▶ _Work instructions_:
Only one span is wanted from the lines below: from the one with "## Quickstart" up to and including the one with "Target: rectangular window opening". Copy it exactly, without images.

▶ _Available data_:
BEGIN
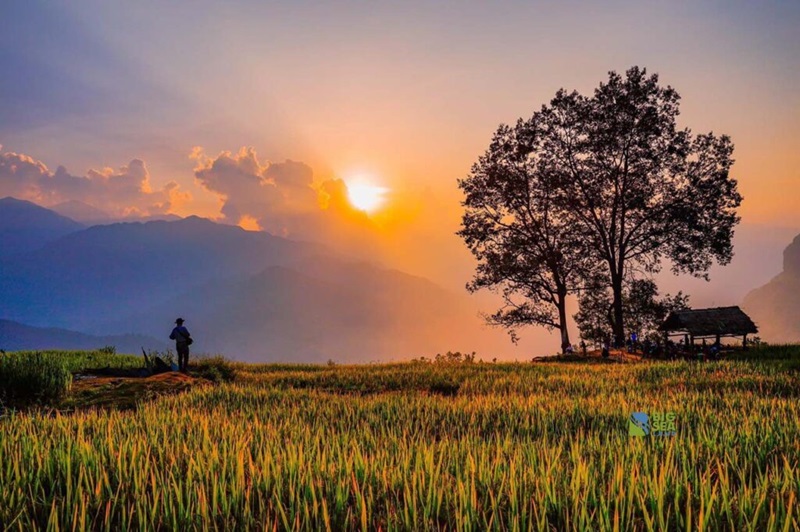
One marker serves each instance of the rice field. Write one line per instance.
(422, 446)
END
BEGIN
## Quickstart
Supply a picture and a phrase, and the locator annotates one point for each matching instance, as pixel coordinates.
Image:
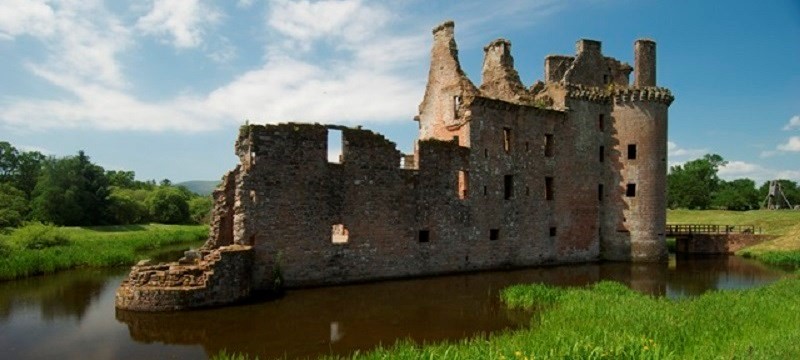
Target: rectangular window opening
END
▶ _Result for this exercise_:
## Quickstart
Supply a picture and a phrase, and the locator annotates one point for each matching instance, as pixel coordinates.
Image:
Target: rectangular window opening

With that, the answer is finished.